Without omitting anything, retype the data that follows.

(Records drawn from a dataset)

=== Section Start ===

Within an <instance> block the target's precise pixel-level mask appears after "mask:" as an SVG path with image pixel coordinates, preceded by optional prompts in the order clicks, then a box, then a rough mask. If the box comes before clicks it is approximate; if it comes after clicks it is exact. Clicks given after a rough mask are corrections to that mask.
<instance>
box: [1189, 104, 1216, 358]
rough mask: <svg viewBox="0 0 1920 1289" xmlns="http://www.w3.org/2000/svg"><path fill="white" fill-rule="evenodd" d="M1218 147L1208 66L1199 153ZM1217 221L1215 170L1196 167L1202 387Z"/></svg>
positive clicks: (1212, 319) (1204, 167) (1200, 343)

=== Section End ===

Solution to this task
Within an <instance> block the target's precise pixel-level mask appears after "mask:" as an SVG path with image pixel coordinates, preceded by optional prompts in the order clicks, then a box, then a rough mask. If the box comes before clicks it is approximate; if it comes after clicks it is exact. Clicks given after a rough mask are corrections to that mask.
<instance>
box: [1189, 104, 1216, 358]
rough mask: <svg viewBox="0 0 1920 1289" xmlns="http://www.w3.org/2000/svg"><path fill="white" fill-rule="evenodd" d="M1218 147L1208 66L1199 153ZM1217 221L1215 170L1196 167L1202 387Z"/></svg>
positive clicks: (1212, 319) (1204, 167) (1200, 343)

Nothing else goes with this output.